• EXERCISE REQUIREMENTS
Reproduce all of the data exactly.

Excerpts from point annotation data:
+---+
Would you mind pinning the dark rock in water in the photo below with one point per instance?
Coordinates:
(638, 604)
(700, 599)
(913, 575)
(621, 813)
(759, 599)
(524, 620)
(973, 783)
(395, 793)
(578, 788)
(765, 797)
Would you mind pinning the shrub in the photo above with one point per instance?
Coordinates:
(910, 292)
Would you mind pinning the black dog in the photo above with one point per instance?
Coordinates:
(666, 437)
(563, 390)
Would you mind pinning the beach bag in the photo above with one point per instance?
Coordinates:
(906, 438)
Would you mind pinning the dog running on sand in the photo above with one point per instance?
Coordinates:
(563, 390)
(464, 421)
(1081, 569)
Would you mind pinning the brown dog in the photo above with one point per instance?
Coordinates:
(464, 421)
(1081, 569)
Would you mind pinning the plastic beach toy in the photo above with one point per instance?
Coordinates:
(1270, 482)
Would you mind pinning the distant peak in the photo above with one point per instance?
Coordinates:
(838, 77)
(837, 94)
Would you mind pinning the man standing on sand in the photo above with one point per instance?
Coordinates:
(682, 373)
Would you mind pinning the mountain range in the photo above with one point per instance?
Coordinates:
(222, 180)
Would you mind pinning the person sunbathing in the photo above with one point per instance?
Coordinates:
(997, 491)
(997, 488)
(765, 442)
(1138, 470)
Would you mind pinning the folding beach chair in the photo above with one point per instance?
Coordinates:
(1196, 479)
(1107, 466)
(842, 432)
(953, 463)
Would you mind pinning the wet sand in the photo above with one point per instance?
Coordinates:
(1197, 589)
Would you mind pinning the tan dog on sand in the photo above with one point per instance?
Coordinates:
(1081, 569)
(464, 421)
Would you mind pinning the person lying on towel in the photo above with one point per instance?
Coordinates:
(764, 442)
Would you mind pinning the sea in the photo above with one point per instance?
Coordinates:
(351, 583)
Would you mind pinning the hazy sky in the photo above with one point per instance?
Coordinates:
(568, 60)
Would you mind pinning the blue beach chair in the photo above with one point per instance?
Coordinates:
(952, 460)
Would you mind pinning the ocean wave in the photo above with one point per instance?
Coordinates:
+---+
• WRITTEN RESPONSE
Would you mind pinning the dark rock in water in the photo below with one point per instance?
Coordinates:
(638, 604)
(700, 599)
(913, 575)
(621, 813)
(759, 599)
(524, 620)
(973, 783)
(395, 793)
(578, 788)
(765, 797)
Would you mind pinning the shrub in the photo above with one point per instance?
Coordinates:
(910, 292)
Would you mind pinning the black dog in the photo above with one point per instance?
Coordinates:
(666, 437)
(563, 390)
Would you mind pinning the beach bag in the photo above with one point per instance?
Coordinates:
(906, 438)
Would you mind pinning the dog running on sand in the photo above with one point per instance?
Coordinates:
(563, 390)
(464, 421)
(1081, 569)
Would you mind pinning the brown dog in the photo above with one point per instance?
Coordinates:
(464, 421)
(1081, 569)
Would you mind pinning the plastic beach toy in the photo above with one point per instance?
Coordinates:
(1270, 482)
Would you mind pinning the distant peak in the photo above with one point per instance?
Coordinates:
(838, 77)
(837, 94)
Would you mind pinning the man standing on sand in the photo above with one point per instance?
Coordinates:
(682, 373)
Would you mind pinning the mountain range in the photo above with one point per instance?
Coordinates:
(222, 180)
Would you mind pinning the person sunbathing in the photo above with one point per instance?
Coordinates:
(997, 491)
(997, 488)
(765, 442)
(1138, 470)
Would you mind pinning the folding beach chair in the photo above with one point per instance?
Coordinates:
(1196, 479)
(1107, 466)
(842, 432)
(953, 463)
Would you mind pinning the wet sand in the photo above with one point per instance?
Coordinates:
(1197, 589)
Would you mind pinning the tan dog on sand in the photo above with one point per instance?
Coordinates:
(1081, 569)
(464, 421)
Would you mind pinning the person lying on towel in the photo above with one point per instance?
Coordinates:
(764, 442)
Would you mind pinning the sea in the photo above with one point per instance?
Coordinates:
(351, 583)
Would you mind pinning the hazy sky in the photo above with one point per instance?
Coordinates:
(568, 60)
Would you mind pinning the blue beach chair in the photo above with one point per instance?
Coordinates:
(952, 460)
Would you mind pinning the ocean wave in the photo above with one point per instance?
Coordinates:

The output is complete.